* **Goal**:
Report each line in the rows below that contains the string "overcast". Case counts.

Labeled-object pointing entries:
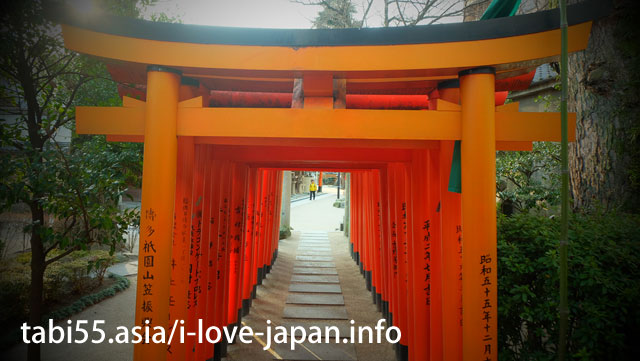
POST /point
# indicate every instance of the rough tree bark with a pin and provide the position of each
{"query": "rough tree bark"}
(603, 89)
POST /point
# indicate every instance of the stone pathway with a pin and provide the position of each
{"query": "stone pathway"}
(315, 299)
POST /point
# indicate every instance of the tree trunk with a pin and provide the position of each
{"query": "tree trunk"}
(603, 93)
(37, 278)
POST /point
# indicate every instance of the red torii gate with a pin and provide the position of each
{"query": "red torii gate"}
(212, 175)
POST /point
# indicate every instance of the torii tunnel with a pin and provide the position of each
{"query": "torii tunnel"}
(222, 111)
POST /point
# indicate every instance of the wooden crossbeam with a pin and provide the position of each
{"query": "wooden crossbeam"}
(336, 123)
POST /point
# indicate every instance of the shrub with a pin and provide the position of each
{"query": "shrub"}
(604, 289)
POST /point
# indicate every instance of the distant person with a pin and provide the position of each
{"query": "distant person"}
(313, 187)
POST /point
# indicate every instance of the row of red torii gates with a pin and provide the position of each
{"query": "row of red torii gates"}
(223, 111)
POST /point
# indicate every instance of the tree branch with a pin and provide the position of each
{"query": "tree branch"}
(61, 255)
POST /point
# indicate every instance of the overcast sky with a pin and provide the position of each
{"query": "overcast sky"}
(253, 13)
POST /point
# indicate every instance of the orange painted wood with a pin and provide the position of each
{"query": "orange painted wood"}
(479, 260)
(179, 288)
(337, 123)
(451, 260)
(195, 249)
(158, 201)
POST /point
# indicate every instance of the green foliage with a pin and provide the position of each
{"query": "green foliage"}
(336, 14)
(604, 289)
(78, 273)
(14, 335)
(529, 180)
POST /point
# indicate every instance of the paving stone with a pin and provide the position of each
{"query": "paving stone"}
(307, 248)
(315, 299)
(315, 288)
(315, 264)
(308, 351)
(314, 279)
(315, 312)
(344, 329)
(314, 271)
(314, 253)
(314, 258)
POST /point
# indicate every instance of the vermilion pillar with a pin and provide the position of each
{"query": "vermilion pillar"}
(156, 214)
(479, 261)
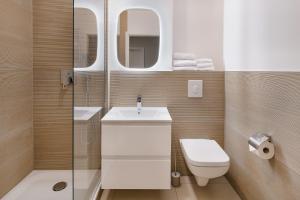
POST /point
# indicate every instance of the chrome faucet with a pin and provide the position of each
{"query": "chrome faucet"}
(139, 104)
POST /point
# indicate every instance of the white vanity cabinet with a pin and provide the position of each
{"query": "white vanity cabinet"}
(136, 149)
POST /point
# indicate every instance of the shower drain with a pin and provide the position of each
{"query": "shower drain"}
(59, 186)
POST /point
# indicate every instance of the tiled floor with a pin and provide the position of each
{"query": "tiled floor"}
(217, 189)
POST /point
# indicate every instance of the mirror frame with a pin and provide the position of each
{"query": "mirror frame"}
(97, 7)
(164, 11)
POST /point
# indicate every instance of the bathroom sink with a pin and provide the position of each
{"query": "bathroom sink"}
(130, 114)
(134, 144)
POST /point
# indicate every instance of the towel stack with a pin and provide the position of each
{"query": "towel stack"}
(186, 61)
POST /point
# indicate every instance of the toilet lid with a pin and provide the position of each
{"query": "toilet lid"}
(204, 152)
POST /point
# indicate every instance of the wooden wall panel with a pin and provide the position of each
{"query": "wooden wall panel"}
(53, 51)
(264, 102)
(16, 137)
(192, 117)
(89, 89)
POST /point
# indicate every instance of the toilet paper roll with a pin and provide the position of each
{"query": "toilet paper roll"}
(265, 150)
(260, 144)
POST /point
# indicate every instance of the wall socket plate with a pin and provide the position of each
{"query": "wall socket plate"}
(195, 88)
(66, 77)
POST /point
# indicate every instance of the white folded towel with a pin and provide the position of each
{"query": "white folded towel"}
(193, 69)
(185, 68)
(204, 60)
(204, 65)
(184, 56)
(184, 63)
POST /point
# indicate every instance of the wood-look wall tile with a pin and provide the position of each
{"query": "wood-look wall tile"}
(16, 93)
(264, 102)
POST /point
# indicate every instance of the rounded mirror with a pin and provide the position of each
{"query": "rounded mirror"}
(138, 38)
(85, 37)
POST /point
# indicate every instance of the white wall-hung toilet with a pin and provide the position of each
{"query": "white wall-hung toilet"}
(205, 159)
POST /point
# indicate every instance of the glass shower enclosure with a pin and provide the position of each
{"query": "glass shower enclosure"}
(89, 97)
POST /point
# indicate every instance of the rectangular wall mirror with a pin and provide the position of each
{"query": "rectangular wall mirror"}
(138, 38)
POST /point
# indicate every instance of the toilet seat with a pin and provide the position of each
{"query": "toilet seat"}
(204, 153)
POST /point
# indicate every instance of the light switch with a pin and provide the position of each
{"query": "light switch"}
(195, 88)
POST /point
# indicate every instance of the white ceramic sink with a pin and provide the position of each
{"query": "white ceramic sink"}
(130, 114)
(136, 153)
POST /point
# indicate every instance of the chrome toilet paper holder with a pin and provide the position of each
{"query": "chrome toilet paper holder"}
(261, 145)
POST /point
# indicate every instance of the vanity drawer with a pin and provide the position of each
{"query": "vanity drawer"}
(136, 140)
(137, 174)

--

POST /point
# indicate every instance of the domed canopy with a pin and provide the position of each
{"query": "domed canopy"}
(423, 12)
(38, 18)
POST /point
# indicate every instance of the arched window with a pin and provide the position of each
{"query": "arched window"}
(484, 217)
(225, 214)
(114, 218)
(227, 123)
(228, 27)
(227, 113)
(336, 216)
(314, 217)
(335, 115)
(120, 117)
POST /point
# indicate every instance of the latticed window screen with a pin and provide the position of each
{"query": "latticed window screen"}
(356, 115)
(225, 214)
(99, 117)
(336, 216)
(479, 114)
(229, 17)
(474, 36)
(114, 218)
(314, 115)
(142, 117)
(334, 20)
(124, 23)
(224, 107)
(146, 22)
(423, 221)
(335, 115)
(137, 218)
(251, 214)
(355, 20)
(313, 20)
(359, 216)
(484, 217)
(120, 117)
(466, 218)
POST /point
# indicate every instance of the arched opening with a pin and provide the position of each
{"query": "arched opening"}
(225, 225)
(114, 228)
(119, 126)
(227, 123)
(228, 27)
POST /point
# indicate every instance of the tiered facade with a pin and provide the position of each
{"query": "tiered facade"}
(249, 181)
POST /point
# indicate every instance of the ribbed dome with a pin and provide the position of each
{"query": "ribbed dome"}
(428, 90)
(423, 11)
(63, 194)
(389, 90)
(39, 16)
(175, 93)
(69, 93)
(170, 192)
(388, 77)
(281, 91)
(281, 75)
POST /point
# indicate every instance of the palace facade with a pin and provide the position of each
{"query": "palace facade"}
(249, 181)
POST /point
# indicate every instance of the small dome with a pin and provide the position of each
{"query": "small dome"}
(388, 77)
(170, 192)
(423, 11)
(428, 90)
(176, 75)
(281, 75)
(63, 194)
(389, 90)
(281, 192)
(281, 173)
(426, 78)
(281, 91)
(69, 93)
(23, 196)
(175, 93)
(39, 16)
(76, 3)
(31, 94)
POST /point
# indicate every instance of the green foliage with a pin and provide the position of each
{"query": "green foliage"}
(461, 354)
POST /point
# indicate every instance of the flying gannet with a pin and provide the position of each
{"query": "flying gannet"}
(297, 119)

* **Answer to the problem**:
# indicate every instance of the overcast sky with a pin and provide the position of each
{"query": "overcast sky"}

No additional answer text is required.